所示文本:
########################################
【Python爬虫实例学习篇】——1、获取拉勾网职位信息
毕业季就要到了,打算上拉钩网爬一下有关实习岗位的招聘信息。刚写完几行代码进行调试发现一直提示:
{“status”:false,“msg”== :“您操作太频繁,请稍后再访问”,“clientIp”:“223.155.85.177”,“state”:2402},此时进入网页一看,能够正常进行访问,并没有出现上述提示语,据此判断存在反爬虫机制。经过一番尝试发现是cookie的问题,下面是解决问题的详细过程。
个人博客地址:https://www.asyu17.cn
1.问题
一开始想用urllib库来获取招聘信息结果发现返回结果一直是操作频繁,代码如下:
from urllib import request,parse
KeyWord="python"
url="https://www.lagou.com/jobs/list_"+KeyWord+"?&cl=false&fromSearch=true&labelWords=&suginput="
url_GetJob="https://www.lagou.com/jobs/positionAjax.json?needAddtionalResult=false"
headers={
"User-Agent":"Mozilla/5.0 (Windows NT 10.0; Win64; x64) AppleWebKit/537.36 (KHTML, like Gecko) Chrome/80.0.3970.5 Safari/537.36",
"Referer":url
}
data={
"first":"true",
"pn":"1",
"kd":KeyWord
}
req=request.Request(url_GetJob,headers=headers,data=parse.urlencode(data).encode('utf-8'))
response=request.urlopen(req)
print(response.read().decode('utf-8'))
返回结果为:
此时网页直接访问情况:
2.解决办法
方法1:利用http.cookiejar
from urllib import request, parse
import http.cookiejar
KeyWord = "python"
url = "https://www.lagou.com/jobs/list_" + KeyWord + "?&cl=false&fromSearch=true&labelWords=&suginput="
url_GetJob = "https://www.lagou.com/jobs/positionAjax.json?needAddtionalResult=false"
headers = {
"User-Agent": "Mozilla/5.0 (Windows NT 10.0; Win64; x64) AppleWebKit/537.36 (KHTML, like Gecko) Chrome/80.0.3970.5 Safari/537.36",
"Referer": url
}
data = {
"first": "true",
"pn": "1",
"kd": KeyWord
}
cookie_jar = http.cookiejar.CookieJar()
handler = request.HTTPCookieProcessor(cookie_jar)
opener = request.build_opener(handler)
req = request.Request(url, headers=headers)
########################################
所给条目:
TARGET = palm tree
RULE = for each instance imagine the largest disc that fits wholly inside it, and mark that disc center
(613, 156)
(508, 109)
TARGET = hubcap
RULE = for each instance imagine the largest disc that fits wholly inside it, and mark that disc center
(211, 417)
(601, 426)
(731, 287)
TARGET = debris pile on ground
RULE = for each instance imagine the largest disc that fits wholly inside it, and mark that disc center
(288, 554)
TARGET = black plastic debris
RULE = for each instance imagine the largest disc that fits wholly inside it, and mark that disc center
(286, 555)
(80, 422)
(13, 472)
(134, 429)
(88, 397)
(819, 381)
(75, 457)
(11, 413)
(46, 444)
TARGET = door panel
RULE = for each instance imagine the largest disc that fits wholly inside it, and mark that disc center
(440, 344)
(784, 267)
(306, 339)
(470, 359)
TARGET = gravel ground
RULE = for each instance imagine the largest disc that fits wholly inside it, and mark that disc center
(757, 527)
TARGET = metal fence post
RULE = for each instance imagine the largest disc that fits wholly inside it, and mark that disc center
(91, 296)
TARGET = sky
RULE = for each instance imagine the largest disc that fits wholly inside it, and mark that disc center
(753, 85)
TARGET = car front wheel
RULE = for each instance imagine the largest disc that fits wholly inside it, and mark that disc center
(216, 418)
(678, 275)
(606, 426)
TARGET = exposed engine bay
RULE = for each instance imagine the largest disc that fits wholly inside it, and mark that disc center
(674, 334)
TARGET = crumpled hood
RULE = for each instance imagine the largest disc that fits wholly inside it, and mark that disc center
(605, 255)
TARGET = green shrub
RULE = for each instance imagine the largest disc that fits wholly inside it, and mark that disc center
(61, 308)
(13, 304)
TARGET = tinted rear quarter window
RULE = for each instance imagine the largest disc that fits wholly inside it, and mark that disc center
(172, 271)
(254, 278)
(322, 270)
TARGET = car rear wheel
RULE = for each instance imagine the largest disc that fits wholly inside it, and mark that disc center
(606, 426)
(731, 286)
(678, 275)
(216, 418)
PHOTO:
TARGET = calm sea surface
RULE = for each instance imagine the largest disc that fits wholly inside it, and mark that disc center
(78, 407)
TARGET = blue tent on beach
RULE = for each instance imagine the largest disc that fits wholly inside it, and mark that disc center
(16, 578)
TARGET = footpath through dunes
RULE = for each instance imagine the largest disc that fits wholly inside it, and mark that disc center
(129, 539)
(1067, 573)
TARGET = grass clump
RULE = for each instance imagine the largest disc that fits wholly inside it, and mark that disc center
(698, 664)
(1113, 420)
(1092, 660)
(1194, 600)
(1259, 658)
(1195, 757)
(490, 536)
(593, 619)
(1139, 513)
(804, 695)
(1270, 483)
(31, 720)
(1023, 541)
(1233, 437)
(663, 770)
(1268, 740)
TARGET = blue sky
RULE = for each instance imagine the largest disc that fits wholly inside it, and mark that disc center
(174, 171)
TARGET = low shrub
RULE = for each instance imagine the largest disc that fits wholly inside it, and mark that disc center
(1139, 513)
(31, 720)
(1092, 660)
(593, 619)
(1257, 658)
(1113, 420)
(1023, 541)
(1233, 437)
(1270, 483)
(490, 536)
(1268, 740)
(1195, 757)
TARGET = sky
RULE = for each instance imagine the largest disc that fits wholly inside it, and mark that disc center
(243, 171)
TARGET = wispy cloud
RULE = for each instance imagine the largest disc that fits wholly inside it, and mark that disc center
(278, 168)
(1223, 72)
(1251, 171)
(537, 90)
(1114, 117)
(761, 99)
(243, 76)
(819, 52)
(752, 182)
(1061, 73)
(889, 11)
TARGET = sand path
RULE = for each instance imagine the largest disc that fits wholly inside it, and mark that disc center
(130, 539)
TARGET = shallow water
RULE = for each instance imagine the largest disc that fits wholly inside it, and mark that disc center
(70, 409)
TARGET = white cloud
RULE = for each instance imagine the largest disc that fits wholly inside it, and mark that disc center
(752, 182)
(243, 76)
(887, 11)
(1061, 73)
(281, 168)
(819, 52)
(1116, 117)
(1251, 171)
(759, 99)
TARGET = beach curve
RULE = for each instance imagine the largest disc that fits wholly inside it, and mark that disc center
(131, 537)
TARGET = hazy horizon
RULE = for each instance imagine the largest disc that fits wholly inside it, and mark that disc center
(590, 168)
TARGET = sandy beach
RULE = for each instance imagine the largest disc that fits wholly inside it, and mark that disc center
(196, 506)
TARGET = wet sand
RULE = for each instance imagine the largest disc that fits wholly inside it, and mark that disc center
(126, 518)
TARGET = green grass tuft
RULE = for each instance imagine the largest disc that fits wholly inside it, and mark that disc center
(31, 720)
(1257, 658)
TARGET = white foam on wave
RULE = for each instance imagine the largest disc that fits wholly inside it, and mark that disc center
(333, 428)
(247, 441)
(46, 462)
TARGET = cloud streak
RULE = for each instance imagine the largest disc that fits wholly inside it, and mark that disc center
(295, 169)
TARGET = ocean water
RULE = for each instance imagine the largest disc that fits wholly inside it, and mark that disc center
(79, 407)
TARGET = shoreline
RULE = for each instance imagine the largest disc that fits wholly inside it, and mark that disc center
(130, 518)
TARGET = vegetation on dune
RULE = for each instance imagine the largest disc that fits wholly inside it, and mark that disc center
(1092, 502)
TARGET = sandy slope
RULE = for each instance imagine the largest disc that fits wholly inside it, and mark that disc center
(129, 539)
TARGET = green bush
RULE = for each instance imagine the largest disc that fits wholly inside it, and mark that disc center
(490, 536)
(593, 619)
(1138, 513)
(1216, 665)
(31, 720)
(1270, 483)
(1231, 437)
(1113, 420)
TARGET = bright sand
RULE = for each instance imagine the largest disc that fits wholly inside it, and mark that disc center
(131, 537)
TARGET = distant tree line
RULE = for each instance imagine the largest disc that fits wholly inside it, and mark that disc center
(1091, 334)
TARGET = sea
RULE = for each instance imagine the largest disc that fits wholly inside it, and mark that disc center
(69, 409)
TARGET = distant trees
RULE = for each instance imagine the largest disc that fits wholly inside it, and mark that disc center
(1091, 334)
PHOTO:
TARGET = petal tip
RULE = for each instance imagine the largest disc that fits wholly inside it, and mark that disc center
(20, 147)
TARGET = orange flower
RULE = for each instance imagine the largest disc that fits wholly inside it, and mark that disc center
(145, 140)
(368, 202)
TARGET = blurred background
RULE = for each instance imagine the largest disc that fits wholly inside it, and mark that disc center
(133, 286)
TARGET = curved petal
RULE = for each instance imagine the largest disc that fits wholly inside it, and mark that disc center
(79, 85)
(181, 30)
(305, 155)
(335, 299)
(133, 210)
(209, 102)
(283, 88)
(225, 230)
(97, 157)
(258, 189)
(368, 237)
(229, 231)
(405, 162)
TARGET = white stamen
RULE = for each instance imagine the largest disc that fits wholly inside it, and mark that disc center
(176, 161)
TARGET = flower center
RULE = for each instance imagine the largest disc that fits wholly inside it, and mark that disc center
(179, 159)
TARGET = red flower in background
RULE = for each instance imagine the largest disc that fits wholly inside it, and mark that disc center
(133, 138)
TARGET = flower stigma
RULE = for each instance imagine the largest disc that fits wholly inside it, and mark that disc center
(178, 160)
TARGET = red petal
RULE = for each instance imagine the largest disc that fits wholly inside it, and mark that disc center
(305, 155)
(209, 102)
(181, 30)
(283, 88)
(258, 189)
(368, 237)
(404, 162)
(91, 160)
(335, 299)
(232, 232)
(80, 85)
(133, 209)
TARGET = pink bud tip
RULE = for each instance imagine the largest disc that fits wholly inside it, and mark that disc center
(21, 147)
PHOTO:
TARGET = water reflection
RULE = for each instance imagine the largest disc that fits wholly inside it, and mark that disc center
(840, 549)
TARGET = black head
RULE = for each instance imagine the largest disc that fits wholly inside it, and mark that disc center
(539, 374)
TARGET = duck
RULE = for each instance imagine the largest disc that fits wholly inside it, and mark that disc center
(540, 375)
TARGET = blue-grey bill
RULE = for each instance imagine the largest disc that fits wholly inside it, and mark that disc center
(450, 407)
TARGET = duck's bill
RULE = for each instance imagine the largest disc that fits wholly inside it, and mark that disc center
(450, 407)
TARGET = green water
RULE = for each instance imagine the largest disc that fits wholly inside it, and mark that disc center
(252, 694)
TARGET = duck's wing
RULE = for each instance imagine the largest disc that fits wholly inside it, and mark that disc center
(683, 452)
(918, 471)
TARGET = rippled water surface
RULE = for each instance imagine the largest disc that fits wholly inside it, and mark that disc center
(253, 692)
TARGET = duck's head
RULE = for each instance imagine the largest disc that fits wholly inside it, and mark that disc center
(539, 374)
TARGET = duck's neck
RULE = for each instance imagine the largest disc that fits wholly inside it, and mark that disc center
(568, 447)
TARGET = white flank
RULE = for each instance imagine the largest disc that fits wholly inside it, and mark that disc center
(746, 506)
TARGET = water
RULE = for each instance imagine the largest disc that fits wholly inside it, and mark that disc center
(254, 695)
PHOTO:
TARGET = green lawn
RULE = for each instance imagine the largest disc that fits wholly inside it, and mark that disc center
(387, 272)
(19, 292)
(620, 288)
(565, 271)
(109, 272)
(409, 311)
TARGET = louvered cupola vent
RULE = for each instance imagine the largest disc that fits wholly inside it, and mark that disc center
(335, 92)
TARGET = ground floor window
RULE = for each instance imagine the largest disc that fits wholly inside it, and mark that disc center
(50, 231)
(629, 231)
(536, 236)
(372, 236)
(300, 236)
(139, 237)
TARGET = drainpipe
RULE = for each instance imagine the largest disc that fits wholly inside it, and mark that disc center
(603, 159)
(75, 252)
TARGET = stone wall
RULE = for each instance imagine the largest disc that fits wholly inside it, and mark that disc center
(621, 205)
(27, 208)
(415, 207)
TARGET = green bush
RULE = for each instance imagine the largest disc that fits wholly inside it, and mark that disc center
########################################
待完成任务:
1 - 在讲拉勾网职位爬虫的这篇文章里,反复出现“操作太频繁”提示的原因最后被查明是什么?
2 - 用两句话概括讲拉勾网职位爬虫的这篇文章。

答案列表:
1 - 是cookie的问题。

2 - 毕业季将至,作者打算爬取拉勾网的实习招聘信息,但用urllib库写的代码一直返回“您操作太频繁,请稍后再访问”,而网页本身可以正常访问,因此判断网站存在反爬虫机制。经过尝试,作者发现问题出在cookie上,并给出的第一种解决办法是利用http.cookiejar。